# Exercise instructions:
Every entry below must be copied exactly, with nothing left out.
*** Exercise inputs
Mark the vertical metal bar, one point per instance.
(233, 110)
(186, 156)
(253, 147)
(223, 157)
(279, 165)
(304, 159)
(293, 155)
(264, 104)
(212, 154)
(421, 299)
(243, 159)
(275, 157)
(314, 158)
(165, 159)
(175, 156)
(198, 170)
******
# Answer space:
Mark the vertical metal bar, one point per instance.
(233, 110)
(186, 156)
(253, 147)
(223, 157)
(279, 165)
(304, 159)
(293, 155)
(264, 104)
(212, 154)
(421, 299)
(243, 159)
(275, 157)
(314, 158)
(165, 159)
(175, 156)
(198, 170)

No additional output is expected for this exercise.